- [Given task] Please set down all the lines beneath this one exactly, without the pictures.

- [Data for processing]
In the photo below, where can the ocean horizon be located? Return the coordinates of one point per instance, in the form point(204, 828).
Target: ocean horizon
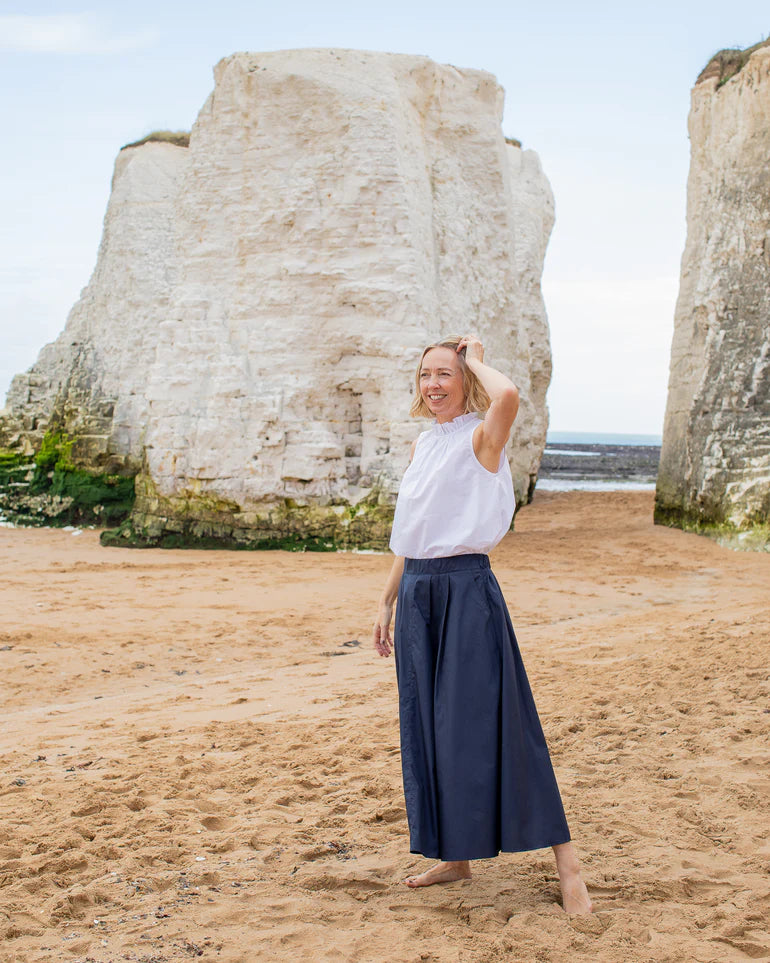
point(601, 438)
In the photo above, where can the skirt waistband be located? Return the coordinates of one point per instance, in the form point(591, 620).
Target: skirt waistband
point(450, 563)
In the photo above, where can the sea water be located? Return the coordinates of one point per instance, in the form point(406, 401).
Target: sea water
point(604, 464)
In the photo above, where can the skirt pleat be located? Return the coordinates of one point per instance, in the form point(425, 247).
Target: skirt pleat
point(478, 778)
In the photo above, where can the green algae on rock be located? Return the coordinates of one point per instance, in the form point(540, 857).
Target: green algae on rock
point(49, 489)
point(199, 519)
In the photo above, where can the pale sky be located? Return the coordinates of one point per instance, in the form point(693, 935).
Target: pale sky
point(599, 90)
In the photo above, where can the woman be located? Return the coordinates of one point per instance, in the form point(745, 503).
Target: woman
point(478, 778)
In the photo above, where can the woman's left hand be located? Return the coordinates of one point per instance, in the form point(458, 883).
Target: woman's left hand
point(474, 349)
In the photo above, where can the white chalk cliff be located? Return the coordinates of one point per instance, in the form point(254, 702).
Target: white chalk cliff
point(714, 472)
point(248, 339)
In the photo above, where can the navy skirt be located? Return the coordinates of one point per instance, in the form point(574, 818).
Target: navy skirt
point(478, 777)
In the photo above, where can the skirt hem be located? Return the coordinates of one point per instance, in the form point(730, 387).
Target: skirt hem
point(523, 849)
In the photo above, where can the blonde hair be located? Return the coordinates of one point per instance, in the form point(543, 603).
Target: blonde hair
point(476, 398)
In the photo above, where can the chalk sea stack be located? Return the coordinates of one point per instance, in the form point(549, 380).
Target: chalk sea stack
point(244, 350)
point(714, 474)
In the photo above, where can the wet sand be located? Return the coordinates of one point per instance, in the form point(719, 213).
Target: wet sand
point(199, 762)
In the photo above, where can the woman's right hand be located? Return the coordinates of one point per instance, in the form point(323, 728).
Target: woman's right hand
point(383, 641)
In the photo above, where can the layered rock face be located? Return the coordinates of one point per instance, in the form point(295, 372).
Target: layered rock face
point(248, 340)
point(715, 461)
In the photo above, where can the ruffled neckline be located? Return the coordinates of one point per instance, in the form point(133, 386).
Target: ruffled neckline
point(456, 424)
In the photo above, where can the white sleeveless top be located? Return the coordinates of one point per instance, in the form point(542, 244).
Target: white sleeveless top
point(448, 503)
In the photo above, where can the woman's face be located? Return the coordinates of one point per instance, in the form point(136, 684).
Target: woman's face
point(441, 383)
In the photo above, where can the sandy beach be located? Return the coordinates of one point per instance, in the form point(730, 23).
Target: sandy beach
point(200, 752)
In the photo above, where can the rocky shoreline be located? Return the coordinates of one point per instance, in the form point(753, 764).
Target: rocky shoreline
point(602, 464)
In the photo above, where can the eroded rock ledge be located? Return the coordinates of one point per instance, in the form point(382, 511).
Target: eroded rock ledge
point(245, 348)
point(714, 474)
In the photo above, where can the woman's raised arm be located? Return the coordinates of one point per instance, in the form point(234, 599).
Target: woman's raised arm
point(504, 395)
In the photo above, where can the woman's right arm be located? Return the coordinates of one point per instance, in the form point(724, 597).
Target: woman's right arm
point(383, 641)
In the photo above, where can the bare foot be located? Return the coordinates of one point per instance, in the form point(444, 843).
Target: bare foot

- [Written answer]
In the photo below, where can the ocean horizon be located? Return the coordinates of one point per instance, in the form point(204, 828).
Target: ocean horizon
point(601, 438)
In the photo above, where can the skirt waistband be located? Return the coordinates of one point per instance, in the form point(591, 620).
Target: skirt waistband
point(450, 563)
In the photo above, where can the sea water be located? Return the coordinates of one point per instance, in the form point(406, 401).
Target: sea water
point(604, 464)
In the photo above, where can the skirt pleat be located? Return the coordinates of one point per instance, in the form point(425, 247).
Target: skirt pleat
point(478, 778)
In the photo above, where can the green algae on rock be located? Return the coordinates of one point per instance, in the form point(540, 857).
Target: green algae on rock
point(49, 489)
point(199, 519)
In the photo above, where can the pale sky be located? Return the coordinates of one point per instance, in the form point(693, 935).
Target: pale sky
point(599, 90)
In the photo above, where can the woman be located? Return the coordinates of one point per instance, in the form point(745, 503).
Target: woman
point(478, 778)
In the photo above, where can the woman's left hand be located? Return the coordinates of one point per instance, in the form point(458, 883).
Target: woman's left hand
point(474, 349)
In the photo above, where can the white chalk cliff be located? Return the coordinates of one point per instance, in the form point(254, 702).
Target: white chalk cliff
point(714, 472)
point(248, 339)
In the photo above, where can the navy skirt be located? Return the coordinates of one point per instance, in the form point(574, 818).
Target: navy skirt
point(478, 777)
In the photo above, where can the skirt hem be located? Return the coordinates of one point per instance, in the form point(730, 387).
Target: skirt hem
point(523, 849)
In the photo above, where can the blonde hair be located? Return the coordinates of one point per instance, in the form point(543, 603).
Target: blonde hair
point(476, 398)
In the photo above, where can the chalk sea stack be located? Return the coordinates of one point per instance, in the form point(549, 380).
Target: chalk sea stack
point(244, 350)
point(714, 474)
In the photo above, where can the wet sand be located? Return the coordinates of one point per instance, in the form point(719, 213).
Target: wet sand
point(199, 762)
In the photo above, where can the woman's right hand be located? Return the coordinates of one point per instance, in the form point(323, 728).
Target: woman's right hand
point(383, 641)
In the photo above, where can the layered rock face be located? Return the coordinates of one point per instance, in the form point(295, 372).
Target: layered rock face
point(248, 340)
point(715, 461)
In the photo above, where can the ruffled neckline be located? Return the coordinates of one point per instance, in the form point(133, 386).
Target: ruffled neckline
point(456, 424)
In the photo above, where can the white sleeveless top be located? Return the coordinates of one point per instance, in the form point(542, 244).
Target: white sleeveless top
point(448, 503)
In the photo above, where can the woman's face be located? Return the coordinates of one point per instance, in the form point(136, 684).
Target: woman's face
point(441, 383)
In the photo above, where can the sandy beach be located? Return the coordinates of one point per instance, in the form point(730, 23).
Target: sandy beach
point(200, 752)
In the photo above, where can the rocky shoreline be located? Return the coordinates of one point per instance, in the form point(753, 764).
Target: rocky shoreline
point(602, 464)
In the photo above, where can the eroded rock ledge be located? Return the coordinates of one point per instance, in the form point(382, 511).
Target: eroded rock ledge
point(245, 348)
point(714, 474)
In the photo above, where can the woman's raised arm be located? Return the coordinates of one point per instance, in the form point(234, 599).
Target: woman's raised arm
point(504, 395)
In the photo above, where can the woman's right arm be located? Return the coordinates of one point per instance, in the form point(724, 597).
Target: woman's right arm
point(383, 641)
In the photo above, where can the bare foot be located? Return the coordinates of one point per instance, in the form point(444, 843).
Target: bare foot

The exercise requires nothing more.